*** Opening of Provided data ***
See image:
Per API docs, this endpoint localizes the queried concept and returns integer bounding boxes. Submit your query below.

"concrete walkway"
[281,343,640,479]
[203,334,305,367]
*** Close of Provided data ***
◆ Exercise directions
Produce the records once again, exactly as they stand above.

◆ Output for this exercise
See image:
Per API docs, this endpoint localizes the queried concept and returns integer bounding boxes. Submit your query below.

"concrete walkway"
[281,343,640,479]
[203,334,305,367]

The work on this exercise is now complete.